===== EXTRACT PROVIDED

# define a schoolmaster please



## mydaughtersgroom (May 31, 2012)

I am looking for a horse for my daughter (9yr) and I. She has been taking lessons for 2 1/2 years and I have for 1 year. Everything I read says I should be looking to buy a "schoolmaster". My question is how do you define a schoolmaster or said another way, what skills should a horse know how to do when asked correctly so that he makes a good horse for a young or beginning rider to learn on? For better or worse, only one of the horses my daughter has ridden in lesson meets the definition I have in my head, so I am interested in hearing other peoples definition.


----------



## Hoofprints on my heart (Apr 27, 2011)

in my terms a schoolmaster is a horse that knows evrything and someone can larn from it without messing it up


----------



## Snizard93 (Oct 12, 2011)

I would say a "schoolmaster" is a horse who is generally well behaved (in hand and under saddle) and knows his job well. He/she should be responsive to the aids, but calm, quiet and forgiving.


----------



## rookie (May 14, 2012)

==========
===== EXCERPTED RECORDS

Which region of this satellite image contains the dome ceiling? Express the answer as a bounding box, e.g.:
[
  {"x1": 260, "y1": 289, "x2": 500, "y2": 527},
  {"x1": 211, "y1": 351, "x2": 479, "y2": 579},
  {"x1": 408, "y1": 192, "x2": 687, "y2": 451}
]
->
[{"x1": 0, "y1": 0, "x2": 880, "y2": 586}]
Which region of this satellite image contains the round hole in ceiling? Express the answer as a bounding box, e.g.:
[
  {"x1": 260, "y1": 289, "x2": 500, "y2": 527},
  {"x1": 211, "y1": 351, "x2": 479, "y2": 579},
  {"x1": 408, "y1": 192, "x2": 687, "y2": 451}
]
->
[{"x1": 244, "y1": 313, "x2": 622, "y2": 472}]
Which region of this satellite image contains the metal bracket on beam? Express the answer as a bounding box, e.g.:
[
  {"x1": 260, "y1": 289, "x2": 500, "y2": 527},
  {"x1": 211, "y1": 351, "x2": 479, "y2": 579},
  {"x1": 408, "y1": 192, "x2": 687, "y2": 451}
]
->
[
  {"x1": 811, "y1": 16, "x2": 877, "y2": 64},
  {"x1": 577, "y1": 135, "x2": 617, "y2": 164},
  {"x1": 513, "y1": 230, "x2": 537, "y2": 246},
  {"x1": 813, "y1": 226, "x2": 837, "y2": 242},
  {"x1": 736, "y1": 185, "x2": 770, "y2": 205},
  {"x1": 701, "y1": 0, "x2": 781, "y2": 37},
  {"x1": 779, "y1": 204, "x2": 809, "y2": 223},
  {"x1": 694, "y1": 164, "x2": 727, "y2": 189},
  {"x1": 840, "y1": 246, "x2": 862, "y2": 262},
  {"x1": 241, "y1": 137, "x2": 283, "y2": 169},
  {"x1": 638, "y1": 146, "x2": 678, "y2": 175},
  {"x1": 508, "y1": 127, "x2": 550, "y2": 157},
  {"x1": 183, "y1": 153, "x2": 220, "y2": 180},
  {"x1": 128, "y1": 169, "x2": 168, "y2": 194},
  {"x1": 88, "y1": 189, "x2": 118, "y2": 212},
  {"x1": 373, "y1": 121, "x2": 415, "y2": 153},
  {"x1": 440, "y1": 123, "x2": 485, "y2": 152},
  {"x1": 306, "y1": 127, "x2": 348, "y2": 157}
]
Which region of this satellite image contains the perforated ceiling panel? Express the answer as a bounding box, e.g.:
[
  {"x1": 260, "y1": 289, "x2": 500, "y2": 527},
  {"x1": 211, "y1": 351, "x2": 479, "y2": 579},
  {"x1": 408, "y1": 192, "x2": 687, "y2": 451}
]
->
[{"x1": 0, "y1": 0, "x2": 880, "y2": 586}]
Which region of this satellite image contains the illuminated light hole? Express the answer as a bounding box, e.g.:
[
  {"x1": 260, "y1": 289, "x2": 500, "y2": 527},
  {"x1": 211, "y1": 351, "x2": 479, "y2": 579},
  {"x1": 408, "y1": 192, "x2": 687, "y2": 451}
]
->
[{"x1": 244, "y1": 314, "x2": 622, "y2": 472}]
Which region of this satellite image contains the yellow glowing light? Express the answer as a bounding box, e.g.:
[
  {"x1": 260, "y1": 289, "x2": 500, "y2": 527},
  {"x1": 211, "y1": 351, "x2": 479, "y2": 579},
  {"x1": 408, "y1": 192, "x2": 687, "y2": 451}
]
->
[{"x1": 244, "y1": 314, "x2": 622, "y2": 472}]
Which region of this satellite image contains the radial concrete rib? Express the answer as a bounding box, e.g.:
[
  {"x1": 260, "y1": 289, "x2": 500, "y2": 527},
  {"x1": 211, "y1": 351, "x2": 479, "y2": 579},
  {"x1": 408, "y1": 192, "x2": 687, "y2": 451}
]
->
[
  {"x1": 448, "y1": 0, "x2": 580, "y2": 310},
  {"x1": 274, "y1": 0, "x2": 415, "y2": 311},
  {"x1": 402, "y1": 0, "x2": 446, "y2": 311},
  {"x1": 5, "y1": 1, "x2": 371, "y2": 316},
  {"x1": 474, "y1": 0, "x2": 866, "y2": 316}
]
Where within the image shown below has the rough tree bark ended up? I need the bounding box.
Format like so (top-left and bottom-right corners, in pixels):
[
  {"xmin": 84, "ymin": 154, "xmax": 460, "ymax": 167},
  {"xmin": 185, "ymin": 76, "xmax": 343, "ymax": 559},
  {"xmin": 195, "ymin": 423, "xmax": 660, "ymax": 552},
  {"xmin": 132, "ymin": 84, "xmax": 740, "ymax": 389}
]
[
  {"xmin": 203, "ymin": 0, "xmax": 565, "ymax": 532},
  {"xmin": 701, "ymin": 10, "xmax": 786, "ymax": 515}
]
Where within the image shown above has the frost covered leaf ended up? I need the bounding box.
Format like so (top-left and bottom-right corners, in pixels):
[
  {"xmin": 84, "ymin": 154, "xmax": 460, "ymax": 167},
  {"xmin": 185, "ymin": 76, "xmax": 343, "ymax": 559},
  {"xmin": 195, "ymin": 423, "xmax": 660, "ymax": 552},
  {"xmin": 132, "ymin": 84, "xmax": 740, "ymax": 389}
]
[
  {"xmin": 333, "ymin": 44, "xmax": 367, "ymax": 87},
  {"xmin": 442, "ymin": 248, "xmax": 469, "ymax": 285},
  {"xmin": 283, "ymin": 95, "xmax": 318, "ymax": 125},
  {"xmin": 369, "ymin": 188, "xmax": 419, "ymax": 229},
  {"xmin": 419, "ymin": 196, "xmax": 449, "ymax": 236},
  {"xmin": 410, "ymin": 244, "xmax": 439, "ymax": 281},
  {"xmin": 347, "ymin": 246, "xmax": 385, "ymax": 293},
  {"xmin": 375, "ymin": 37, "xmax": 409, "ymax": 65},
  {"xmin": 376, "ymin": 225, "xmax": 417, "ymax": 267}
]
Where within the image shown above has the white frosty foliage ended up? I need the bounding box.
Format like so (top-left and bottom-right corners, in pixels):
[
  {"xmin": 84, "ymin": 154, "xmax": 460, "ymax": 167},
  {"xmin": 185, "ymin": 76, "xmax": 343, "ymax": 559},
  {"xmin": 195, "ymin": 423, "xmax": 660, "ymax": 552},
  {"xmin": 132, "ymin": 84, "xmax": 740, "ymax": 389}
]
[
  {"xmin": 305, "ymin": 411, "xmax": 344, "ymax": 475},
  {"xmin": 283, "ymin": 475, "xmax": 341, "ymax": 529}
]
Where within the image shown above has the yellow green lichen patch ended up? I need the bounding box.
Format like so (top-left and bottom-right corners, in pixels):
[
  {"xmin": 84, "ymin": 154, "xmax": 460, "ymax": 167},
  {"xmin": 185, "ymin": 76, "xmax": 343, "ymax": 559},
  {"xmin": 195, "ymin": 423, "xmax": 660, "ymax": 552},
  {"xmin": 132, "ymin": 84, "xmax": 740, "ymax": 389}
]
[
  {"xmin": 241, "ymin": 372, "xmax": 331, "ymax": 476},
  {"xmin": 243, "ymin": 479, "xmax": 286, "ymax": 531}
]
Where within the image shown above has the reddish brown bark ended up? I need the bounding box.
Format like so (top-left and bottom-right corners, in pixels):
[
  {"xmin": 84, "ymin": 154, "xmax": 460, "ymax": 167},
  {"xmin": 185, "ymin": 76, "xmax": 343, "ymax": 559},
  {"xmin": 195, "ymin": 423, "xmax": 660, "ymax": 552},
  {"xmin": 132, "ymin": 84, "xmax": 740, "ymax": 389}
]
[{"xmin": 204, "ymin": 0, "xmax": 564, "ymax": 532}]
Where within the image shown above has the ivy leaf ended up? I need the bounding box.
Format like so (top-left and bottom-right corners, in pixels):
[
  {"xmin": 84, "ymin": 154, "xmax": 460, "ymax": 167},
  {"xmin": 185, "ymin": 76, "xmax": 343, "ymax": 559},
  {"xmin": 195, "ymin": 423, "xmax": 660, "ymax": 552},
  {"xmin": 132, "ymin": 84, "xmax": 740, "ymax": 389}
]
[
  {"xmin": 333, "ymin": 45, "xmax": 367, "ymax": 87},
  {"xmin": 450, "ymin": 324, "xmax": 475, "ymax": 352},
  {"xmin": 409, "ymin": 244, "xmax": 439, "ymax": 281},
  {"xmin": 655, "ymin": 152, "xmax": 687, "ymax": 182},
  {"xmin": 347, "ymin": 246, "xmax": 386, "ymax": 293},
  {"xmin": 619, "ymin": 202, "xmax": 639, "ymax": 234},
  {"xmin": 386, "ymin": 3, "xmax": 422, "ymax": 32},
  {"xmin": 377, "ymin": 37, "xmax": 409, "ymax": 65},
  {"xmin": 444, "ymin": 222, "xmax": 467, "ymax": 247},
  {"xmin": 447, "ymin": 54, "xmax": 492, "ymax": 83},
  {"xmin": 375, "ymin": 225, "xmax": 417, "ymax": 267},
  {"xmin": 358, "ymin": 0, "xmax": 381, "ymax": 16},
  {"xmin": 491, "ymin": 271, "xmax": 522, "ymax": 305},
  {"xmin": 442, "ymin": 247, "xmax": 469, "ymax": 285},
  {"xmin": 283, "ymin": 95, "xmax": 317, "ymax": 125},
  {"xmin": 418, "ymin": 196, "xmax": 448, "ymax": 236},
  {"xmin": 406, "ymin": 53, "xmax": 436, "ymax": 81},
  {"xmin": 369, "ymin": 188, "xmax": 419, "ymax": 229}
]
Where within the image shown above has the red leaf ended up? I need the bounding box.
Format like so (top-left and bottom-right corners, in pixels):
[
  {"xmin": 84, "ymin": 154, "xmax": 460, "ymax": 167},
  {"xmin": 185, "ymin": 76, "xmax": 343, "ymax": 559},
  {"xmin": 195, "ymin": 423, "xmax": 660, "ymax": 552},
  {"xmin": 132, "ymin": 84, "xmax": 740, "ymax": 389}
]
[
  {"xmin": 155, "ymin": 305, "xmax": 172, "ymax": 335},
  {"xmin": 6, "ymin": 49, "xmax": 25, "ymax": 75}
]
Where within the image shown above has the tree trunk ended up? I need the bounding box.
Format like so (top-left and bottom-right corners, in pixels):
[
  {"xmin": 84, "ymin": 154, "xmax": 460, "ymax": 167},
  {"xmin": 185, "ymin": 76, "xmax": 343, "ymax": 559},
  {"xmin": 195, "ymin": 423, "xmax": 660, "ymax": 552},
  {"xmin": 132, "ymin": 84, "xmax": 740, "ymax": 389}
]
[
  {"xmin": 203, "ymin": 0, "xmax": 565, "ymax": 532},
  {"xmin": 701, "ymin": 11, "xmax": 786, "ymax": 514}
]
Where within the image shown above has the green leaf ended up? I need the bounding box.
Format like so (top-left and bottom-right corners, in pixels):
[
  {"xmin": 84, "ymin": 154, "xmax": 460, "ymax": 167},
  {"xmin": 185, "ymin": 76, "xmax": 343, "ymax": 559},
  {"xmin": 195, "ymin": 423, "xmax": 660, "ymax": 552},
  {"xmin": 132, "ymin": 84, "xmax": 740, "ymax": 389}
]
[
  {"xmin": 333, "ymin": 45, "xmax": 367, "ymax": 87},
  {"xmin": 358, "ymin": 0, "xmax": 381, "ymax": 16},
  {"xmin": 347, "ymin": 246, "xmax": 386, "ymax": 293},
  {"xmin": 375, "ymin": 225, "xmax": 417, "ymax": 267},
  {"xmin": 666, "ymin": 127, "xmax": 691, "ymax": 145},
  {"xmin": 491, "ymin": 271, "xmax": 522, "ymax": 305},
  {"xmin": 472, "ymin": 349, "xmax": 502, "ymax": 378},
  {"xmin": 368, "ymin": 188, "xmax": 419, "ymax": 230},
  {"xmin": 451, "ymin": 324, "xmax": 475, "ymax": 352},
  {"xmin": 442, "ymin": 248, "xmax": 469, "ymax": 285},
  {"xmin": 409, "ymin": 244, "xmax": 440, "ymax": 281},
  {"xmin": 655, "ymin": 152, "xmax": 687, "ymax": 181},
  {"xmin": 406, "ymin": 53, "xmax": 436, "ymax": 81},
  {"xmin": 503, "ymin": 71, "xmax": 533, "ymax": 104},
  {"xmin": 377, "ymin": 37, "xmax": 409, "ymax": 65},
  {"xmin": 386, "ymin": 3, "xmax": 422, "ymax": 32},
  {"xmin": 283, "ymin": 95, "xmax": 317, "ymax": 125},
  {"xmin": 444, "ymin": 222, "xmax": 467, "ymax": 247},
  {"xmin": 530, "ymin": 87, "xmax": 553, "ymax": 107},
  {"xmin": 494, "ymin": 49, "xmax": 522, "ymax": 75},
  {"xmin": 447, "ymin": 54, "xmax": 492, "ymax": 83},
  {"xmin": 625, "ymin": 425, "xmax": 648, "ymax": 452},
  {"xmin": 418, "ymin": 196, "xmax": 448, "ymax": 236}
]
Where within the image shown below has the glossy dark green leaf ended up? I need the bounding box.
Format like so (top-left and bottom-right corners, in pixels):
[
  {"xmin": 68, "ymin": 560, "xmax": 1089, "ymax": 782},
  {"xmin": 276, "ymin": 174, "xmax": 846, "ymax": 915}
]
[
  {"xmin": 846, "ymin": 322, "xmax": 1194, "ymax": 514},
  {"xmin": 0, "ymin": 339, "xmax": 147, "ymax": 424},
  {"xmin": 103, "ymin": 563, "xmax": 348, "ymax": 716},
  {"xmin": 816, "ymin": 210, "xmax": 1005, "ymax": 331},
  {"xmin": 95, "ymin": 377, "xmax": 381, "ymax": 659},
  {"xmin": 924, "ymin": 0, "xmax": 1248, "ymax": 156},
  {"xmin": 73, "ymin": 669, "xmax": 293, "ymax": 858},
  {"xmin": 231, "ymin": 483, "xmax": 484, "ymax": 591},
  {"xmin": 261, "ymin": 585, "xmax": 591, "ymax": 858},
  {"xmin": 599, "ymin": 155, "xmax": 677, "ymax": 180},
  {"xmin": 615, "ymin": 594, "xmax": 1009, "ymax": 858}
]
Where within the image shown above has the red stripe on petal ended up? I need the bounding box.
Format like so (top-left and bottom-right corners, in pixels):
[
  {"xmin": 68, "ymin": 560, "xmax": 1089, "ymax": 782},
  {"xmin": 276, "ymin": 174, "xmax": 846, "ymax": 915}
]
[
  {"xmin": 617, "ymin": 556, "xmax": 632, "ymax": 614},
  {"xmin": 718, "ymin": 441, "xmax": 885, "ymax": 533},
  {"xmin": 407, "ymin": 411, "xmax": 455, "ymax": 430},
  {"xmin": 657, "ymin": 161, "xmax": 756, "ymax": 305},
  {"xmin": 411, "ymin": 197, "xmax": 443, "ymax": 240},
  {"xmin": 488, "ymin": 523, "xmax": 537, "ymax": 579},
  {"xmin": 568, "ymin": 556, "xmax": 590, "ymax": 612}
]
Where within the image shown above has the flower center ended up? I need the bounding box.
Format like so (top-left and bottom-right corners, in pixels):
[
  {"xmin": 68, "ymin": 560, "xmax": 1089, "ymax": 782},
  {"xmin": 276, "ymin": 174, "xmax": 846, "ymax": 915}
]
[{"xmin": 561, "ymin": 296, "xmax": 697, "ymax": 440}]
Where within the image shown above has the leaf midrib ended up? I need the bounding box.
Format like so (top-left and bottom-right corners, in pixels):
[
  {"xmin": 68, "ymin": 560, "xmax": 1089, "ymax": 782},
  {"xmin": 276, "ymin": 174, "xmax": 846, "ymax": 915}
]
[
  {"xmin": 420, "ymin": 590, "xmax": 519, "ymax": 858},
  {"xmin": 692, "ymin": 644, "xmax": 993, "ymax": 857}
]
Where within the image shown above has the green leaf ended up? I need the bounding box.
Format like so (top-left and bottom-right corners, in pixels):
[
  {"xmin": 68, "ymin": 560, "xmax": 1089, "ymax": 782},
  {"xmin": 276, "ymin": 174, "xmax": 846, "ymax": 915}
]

==========

EXERCISES.
A. In the forum thread about schoolmaster horses, how long has the daughter been taking lessons?
B. Please explain why the first poster in the forum thread wants to hear other people's definitions of a schoolmaster.

SOLUTIONS BELOW.
A. 2 1/2 years.

B. Only one of the horses the daughter has ridden in lessons matches the poster's own idea of a schoolmaster. Because of that, the poster wants to hear how other people define one.